Aufgabenziel -
Beantworten Sie die folgenden Fragen zum Textauszug über den Fall Zschäpe:
(a) Auf welches Dokument stützt sich die Darstellung des Verhaltens der Angeklagten?
(b) Welcher Täterbegriff würde eine Täterschaft von Frau Zschäpe wohl ohne Weiteres bejahen?
(c) Als was sah sich Frau Zschäpe laut Bundesanwaltschaft zusammen mit Uwe Böhnhardt und Uwe Mundlos?

Textauszug -
2. Anwendung auf den „Fall Zschäpe“
Wendet man die unterschiedlichen Täterbegriffe auf das Verhalten der Angeklagten Zschäpe an, so wie es sich nach der Beschreibung der Anklageschrift darstellt, kann man zu folgenden Ergebnissen gelangen:
a) Der subjektive Täterbegriff der älteren Rechtsprechung würde eine Täterschaft von Frau Zschäpe wohl ohne Weiteres bejahen: Diese war zwar nie an den Tatorten beteiligt und hat nie die Waffe abgedrückt, allerdings hat sie durch ihre Vor- und Nachbereitung der Taten durchaus unterstützende und damit äquivalente Beiträge zu den Morden geleistet. Zudem dürfte sie auch den Willen, die Taten als eigene durchzuführen, gehabt haben, da sie sich, in den Worten der Bundesanwaltschaft, zusammen mit Uwe Böhnhardt und Uwe Mundlos als einheitliches „Tötungskommando“ sah, so dass sie sich durchaus als wesentlicher Teil der durchgeführten Aktionen verstanden hat.

Gespeicherte Einträge des Datensatzes:
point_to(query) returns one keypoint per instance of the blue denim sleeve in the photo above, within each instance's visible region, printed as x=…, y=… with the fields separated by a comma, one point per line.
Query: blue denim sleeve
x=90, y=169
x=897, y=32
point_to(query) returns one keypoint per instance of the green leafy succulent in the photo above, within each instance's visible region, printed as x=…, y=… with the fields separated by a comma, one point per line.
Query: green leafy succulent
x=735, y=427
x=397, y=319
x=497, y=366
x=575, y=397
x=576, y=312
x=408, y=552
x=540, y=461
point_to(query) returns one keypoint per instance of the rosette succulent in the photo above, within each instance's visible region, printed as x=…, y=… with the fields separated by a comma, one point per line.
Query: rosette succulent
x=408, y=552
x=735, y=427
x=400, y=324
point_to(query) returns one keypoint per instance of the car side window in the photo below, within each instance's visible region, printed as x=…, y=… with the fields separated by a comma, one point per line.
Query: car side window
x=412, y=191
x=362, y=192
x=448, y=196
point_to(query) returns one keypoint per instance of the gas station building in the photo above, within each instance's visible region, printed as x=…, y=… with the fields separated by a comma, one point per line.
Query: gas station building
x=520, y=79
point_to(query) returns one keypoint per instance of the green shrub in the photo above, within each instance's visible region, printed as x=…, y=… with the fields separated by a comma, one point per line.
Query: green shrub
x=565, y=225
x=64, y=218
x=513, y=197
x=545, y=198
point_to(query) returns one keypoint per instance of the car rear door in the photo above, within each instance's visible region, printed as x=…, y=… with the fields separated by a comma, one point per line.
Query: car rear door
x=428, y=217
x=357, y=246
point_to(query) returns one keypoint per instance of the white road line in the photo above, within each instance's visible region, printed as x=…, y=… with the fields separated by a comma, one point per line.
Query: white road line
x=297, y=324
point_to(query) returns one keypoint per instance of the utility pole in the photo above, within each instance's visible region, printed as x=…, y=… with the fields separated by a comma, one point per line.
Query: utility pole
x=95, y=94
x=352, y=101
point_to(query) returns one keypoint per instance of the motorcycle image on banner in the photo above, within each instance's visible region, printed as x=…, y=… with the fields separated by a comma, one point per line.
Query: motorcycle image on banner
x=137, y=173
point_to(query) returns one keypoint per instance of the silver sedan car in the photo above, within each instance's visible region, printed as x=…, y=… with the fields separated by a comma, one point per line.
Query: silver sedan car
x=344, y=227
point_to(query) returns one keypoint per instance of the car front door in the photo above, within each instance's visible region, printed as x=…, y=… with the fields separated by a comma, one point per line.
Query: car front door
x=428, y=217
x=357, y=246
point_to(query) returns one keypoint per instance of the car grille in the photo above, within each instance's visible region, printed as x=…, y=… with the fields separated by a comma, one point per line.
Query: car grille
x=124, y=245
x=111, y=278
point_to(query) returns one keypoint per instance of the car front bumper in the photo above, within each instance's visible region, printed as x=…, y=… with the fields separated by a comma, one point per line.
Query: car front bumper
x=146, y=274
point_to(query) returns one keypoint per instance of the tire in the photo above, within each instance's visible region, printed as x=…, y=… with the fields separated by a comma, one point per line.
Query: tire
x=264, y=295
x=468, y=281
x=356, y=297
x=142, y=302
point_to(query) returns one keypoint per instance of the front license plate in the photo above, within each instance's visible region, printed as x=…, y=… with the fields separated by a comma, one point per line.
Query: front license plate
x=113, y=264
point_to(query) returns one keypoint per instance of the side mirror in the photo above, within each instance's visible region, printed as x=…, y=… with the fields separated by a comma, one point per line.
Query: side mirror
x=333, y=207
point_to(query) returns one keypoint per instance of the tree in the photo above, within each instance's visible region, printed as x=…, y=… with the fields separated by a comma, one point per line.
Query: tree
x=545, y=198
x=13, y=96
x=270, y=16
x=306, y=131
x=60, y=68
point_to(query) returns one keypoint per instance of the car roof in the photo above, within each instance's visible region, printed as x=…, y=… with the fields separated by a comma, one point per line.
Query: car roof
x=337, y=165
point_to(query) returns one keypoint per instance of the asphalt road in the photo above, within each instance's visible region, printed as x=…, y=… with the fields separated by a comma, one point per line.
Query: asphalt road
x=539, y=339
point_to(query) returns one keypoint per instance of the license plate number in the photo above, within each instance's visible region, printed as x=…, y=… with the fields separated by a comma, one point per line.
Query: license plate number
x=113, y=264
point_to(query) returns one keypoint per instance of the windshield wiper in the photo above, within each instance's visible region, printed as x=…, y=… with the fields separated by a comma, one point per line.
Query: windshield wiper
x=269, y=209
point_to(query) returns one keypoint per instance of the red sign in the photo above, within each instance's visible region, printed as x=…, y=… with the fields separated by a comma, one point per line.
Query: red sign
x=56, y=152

Lösung -
(a) Auf die Anklageschrift.
(b) Der subjektive Täterbegriff der älteren Rechtsprechung.
(c) Als einheitliches „Tötungskommando“.